## Document section
What an engineering team that grades itself looks like

Six things the engineering team handles for you. Tap any one to see how it actually plays out — the real Knowledge Graph timeline, the Slack note that lands in your inbox, the calibration data that compounds week over week.

Five specialists · calibrated estimates, reviews, signoffs · $999/mo bundle

Calibration

"It'll take 5 days." It took 9.

Tuesday morning — you ask Aviv how long the new auth integration will take. He says 5 days. It ships in 9. Without a calibration loop, that's just another bad estimate. With one, the team learns what kind of work consistently runs over — and Aviv's next estimate is sharper.

Timeline (the work)

Tue 09:00📐aviv commits to user: "auth integration ships by Mon EOD — ~5 days, 1 backend dev + reviewer"

Tue 09:01📝aviv estimate_log target=auth-integration kind=duration_days predicted_value=5 tolerance_pct=20 rationale="similar to OAuth flow last quarter"

Wed 14:30⚠️sam — "third-party SDK callback is async; need to refactor session middleware. +1 day"

Fri 16:00⚠️hiro review — "session refactor touches CSRF; needs separate test pass. +2 days"

Wed +9🚀jordan deploy → web-app:prod — "auth-integration shipped clean, 0 errors"

Fri 17:00📊aviv estimate_review — auth-integration [TOO_OPTIMISTIC] Δ +80% (predicted 5d, actual 9d)

Slack DM, Friday handoff to the user

Aviv: weekly handoff — week of 2026-04-19

This week shipped auth-integration (9 days, predicted 5 —
TOO_OPTIMISTIC by 80%). Pattern: I consistently miss when third-
party SDK behavior diverges from documentation. Calibration after
8 weeks: duration estimates within ±10% on 14/22 logged (64%
accuracy), bias +12% (slightly optimistic).

## What you need to do
In the engineering team page, how many days did the auth integration take to ship after Aviv estimated 5?

## Stored data
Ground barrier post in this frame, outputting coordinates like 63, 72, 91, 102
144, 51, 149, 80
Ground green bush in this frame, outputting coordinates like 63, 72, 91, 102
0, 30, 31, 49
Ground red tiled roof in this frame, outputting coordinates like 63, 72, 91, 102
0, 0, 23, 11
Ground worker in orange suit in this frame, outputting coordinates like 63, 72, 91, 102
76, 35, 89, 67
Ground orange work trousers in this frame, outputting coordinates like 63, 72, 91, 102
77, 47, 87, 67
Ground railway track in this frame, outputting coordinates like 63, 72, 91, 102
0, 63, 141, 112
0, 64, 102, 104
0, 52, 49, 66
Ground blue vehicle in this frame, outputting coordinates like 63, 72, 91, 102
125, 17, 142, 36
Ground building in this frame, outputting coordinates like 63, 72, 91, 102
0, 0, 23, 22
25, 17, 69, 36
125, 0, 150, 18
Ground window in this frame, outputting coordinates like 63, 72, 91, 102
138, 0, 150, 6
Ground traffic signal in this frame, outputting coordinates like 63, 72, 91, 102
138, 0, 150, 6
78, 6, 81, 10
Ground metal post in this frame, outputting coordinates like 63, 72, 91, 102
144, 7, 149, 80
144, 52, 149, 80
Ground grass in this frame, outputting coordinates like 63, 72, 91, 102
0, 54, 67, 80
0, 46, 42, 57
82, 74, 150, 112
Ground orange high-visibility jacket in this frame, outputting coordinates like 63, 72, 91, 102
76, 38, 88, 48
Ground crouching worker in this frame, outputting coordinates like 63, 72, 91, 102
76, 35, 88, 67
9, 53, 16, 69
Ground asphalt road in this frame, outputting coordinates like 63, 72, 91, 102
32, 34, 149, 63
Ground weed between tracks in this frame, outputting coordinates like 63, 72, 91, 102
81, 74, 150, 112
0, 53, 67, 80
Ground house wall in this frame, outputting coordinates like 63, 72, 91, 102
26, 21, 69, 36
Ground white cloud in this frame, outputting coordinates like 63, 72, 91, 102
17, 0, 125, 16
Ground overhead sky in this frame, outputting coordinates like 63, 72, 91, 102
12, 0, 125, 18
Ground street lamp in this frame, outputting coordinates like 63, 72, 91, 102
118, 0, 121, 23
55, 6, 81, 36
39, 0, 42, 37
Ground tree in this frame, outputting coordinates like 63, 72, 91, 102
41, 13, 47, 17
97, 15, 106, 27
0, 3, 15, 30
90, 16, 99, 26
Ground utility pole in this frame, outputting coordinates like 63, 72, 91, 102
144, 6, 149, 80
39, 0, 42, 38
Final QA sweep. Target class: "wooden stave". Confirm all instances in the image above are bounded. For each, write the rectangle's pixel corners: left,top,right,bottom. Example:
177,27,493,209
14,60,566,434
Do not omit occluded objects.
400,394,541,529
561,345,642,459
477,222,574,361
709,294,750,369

* * *

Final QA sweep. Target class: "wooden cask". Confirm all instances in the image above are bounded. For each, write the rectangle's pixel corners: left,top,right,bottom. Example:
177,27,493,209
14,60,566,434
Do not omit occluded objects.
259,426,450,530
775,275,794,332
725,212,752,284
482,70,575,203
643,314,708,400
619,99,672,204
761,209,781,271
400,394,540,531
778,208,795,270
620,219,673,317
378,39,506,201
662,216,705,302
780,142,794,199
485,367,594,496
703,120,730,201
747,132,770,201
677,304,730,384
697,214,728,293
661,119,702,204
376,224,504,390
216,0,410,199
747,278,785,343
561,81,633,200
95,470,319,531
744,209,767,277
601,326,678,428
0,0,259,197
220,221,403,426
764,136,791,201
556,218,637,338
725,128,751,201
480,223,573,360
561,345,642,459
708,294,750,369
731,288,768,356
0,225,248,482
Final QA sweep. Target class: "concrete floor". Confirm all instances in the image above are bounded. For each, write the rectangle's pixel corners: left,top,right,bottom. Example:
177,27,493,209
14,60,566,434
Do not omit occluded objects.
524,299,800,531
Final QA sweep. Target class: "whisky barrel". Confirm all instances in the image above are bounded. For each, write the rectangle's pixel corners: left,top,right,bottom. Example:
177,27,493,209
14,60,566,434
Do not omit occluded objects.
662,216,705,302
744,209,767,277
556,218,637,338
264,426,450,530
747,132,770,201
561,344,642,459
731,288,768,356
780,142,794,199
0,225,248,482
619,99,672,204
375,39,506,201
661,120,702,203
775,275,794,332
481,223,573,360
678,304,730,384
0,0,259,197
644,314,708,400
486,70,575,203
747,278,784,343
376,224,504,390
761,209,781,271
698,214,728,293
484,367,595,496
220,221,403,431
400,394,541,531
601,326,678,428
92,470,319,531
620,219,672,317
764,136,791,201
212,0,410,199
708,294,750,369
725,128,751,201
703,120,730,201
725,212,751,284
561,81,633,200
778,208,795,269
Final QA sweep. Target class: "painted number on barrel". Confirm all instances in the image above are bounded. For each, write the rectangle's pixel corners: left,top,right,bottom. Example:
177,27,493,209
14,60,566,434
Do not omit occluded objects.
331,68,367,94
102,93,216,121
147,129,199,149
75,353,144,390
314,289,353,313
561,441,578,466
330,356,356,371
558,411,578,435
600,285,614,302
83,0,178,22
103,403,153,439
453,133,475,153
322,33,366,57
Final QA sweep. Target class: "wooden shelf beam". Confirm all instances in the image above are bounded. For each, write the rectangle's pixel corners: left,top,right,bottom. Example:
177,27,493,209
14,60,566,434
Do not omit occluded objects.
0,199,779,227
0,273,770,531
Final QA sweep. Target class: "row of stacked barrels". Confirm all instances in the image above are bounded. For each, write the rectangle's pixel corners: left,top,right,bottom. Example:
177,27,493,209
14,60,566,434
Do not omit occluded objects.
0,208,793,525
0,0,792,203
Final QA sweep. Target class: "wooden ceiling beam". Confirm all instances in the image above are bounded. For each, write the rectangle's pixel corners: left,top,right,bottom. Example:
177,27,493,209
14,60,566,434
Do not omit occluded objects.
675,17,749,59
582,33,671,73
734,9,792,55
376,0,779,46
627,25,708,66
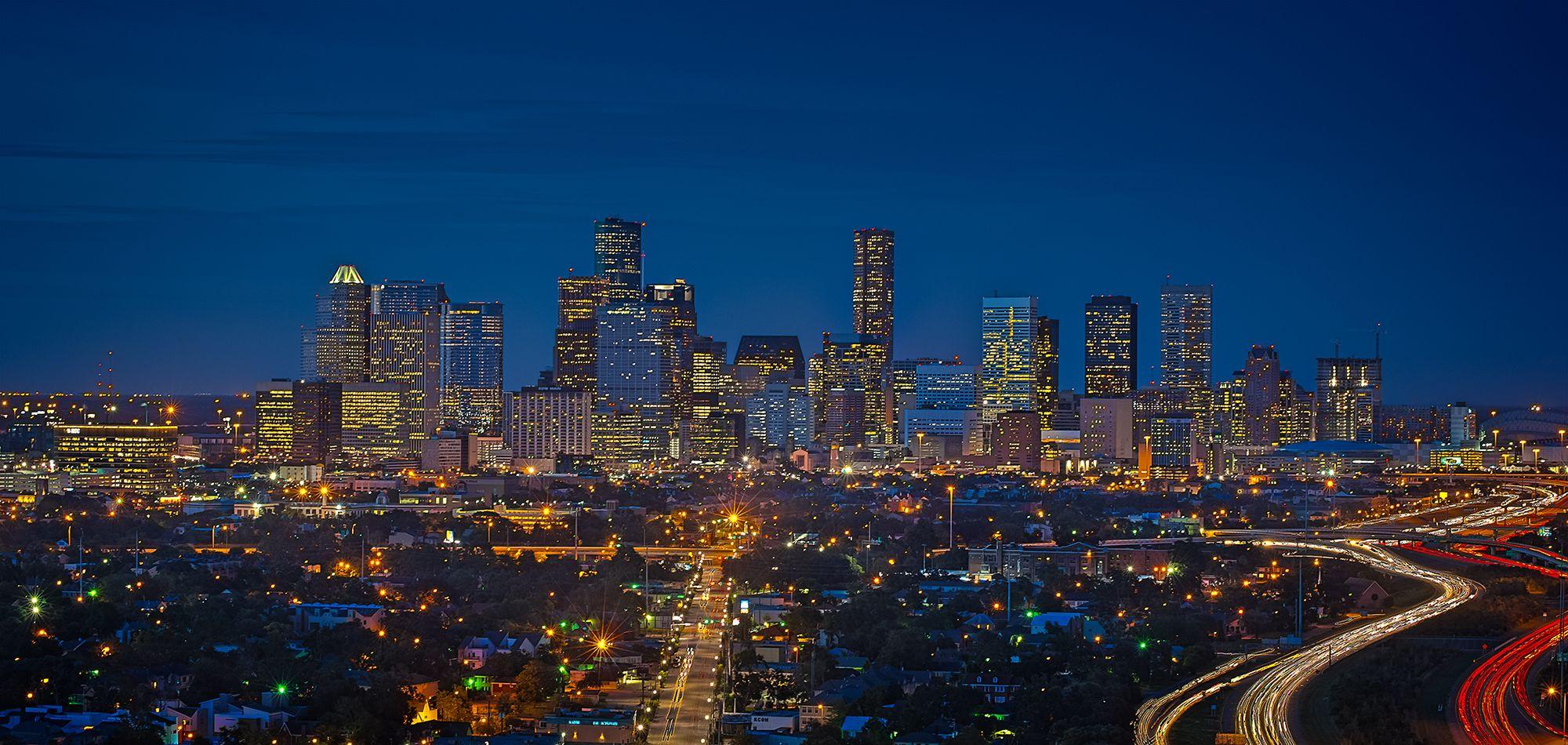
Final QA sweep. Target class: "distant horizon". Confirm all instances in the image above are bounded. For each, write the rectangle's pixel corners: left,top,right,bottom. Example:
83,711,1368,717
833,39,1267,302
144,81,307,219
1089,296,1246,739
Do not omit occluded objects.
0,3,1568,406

## Complete output
9 days.